Texto analizado ::
Todo fue inútil: las colinas se perdieron, los buscadores de oro se
instalaron en ellas, Toro Sentado se refugió en Canadá buscando
la protección de la Reina de Inglaterra. El resto de los jefes y del
pueblo sioux fue atrapado, asesinado o deportado a lejanas reservas.
Antes de que desapareciera el indio de las praderas desapareció también
el búfalo, víctima de la codicia de los cazadores, quienes con
armas de fuego los cazaban a centenares para obtener sus pieles, dejando luego
sus cadáveres pudrirse al sol. Aquella fantástica escena de
la inmensa manada galopando sobre la nieve, en un nube densa de cristales
de color bajo el sol de invierno, desapareció con los gritos de júbilo
y los cantos que acompañaban la demostración de valor que suponía
su caza: “Hace mucho tiempo esta tierra pertenecía a nuestros
padres; ahora, cuando me acerco al río, descubro soldados en sus orillas.
Estos soldados cortan nuestra madera, matan nuestros búfalos, y cuando
contemplo estas escenas, mi corazón parece querer saltar del pecho.
Me embarga la congoja ¿Acaso el hombre blanco se ha vuelto tan niño
que sólo le interesa destruir y no comer? Cuando los hombres rojos
abaten la caza, es para poder alimentarse de ella y alejar de sí el
fantasma del hambre.” Satanta, jefe de los kiowas.
De los cerca de cuatro millones de búfalos exterminados en el breve
espacio de dos años entre 1872-1874, los indios mataron unos ciento
cincuenta mil; el resto, los cazadores blancos. Satanta, Gran Árbol,
lobo Solitario y otros jefes lucharon por sus búfalos y muchas partidas
de guerreros siguieron el curso desesperado de las cada vez más reducidas
manadas. Defendían su derecho a moverse libremente por las praderas.
Perecieron. Satanta, hecho prisionero, terminó arrojándose por
una ventana del hospital de la prisión. En poco más de diez
años, el indio y el búfalo de la pradera habían desaparecido.
Hoy las praderas son la principal zona de producción de cereal de Estados
Unidos.
La última matanza que se produjo es la conocida como Wounded Knee,
por el nombre del arroyo en el que se encontraba el campamento indio. Cuatro
hombres y cuarenta y siete mujeres y niños sobrevivieron. Los historiadores
están de acuerdo en que éste fue el final de aquella nación.

Información mostrada ::
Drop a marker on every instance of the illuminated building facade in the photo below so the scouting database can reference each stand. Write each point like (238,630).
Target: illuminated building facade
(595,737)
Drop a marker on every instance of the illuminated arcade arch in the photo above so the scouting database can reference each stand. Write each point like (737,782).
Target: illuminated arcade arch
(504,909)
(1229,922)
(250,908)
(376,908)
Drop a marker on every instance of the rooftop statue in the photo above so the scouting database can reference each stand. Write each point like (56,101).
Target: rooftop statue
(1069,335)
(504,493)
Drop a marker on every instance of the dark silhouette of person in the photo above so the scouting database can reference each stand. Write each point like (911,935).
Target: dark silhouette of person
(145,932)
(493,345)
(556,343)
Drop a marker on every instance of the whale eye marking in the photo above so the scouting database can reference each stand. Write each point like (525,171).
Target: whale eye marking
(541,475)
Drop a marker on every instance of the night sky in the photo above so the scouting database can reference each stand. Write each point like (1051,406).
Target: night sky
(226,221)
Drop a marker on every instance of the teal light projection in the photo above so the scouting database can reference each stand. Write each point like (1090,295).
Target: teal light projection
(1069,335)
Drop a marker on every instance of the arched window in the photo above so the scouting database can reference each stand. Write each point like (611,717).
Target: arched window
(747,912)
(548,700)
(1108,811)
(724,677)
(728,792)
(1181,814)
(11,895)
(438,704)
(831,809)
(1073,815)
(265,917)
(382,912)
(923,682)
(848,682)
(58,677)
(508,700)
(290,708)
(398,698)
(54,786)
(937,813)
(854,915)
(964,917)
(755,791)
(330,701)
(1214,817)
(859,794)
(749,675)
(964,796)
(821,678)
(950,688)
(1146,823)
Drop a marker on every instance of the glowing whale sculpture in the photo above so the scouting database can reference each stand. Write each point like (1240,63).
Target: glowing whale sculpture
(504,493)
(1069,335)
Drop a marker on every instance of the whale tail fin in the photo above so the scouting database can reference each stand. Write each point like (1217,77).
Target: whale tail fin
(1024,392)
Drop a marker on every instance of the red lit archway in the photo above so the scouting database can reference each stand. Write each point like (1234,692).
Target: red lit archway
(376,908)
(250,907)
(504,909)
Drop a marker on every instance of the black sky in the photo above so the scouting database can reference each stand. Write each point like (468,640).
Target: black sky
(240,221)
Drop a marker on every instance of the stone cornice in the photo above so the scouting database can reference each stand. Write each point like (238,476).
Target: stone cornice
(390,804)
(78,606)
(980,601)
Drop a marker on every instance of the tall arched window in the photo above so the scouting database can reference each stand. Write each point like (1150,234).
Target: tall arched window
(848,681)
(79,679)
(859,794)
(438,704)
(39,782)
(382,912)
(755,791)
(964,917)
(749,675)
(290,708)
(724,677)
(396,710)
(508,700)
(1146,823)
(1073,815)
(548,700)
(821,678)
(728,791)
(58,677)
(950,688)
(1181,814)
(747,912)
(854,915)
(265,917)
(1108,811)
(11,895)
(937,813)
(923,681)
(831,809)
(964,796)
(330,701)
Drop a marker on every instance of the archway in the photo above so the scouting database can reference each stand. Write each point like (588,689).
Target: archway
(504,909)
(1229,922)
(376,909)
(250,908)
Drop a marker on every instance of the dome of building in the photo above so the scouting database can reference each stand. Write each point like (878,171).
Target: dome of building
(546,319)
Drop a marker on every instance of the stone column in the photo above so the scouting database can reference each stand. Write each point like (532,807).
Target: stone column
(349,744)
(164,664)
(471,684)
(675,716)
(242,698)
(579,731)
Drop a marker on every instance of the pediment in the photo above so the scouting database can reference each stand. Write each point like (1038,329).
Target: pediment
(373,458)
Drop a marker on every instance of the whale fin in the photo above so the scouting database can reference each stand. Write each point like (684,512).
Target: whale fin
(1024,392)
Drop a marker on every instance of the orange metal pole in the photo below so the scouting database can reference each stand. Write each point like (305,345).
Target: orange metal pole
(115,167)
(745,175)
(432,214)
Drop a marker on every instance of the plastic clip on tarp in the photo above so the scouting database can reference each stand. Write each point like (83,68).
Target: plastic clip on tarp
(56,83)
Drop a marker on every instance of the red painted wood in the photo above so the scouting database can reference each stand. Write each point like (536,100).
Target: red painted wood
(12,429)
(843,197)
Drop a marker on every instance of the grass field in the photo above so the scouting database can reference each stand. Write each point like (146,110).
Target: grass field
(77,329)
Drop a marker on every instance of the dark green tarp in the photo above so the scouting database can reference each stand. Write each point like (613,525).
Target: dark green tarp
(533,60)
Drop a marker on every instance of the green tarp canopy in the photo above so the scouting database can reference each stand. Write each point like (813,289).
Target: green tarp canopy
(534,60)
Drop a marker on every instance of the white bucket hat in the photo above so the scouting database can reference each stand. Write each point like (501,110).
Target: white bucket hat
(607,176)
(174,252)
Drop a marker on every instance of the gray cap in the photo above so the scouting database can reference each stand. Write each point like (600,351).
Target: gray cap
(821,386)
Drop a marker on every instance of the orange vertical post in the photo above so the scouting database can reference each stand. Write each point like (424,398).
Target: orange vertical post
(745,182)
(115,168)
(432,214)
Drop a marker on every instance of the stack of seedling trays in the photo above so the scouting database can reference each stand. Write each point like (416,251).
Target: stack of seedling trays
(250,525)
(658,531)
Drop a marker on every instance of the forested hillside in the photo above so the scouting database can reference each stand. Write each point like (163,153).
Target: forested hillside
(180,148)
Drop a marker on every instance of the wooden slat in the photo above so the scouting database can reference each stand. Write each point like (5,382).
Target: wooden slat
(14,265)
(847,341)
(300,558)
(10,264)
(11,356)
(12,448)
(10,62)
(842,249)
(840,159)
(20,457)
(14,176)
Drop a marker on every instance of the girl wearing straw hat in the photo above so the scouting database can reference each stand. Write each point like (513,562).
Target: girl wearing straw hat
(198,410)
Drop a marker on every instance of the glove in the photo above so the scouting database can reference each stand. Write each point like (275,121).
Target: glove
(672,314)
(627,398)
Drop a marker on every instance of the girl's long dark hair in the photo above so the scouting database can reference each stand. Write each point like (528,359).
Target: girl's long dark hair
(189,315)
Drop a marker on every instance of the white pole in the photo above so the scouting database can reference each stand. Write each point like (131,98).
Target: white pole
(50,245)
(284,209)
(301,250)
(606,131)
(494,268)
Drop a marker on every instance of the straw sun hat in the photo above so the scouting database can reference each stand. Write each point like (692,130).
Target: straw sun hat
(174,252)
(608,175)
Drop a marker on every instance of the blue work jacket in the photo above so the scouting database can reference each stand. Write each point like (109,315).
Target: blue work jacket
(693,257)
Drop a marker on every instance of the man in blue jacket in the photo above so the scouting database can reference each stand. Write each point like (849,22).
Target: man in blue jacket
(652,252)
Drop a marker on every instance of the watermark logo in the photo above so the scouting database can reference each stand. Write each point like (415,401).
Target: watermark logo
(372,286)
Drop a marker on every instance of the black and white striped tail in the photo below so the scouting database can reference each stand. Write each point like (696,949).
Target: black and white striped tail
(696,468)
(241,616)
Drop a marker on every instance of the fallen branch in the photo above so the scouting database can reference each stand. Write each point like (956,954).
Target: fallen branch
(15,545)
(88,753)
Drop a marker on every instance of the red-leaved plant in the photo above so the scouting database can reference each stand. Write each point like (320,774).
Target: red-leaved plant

Tareas a realizar ::
• 1. Traduce al inglés esta oración del texto analizado: «Defendían su derecho a moverse libremente por las praderas».
• 2. Reproduce tal cual el fragmento del texto analizado que empieza con "De los cerca" y sigue hasta "pradera habían desaparecido.".

Respuestas ::
• 1. They defended their right to move freely across the prairies.

• 2.
De los cerca de cuatro millones de búfalos exterminados en el breve
espacio de dos años entre 1872-1874, los indios mataron unos ciento
cincuenta mil; el resto, los cazadores blancos. Satanta, Gran Árbol,
lobo Solitario y otros jefes lucharon por sus búfalos y muchas partidas
de guerreros siguieron el curso desesperado de las cada vez más reducidas
manadas. Defendían su derecho a moverse libremente por las praderas.
Perecieron. Satanta, hecho prisionero, terminó arrojándose por
una ventana del hospital de la prisión. En poco más de diez
años, el indio y el búfalo de la pradera habían desaparecido.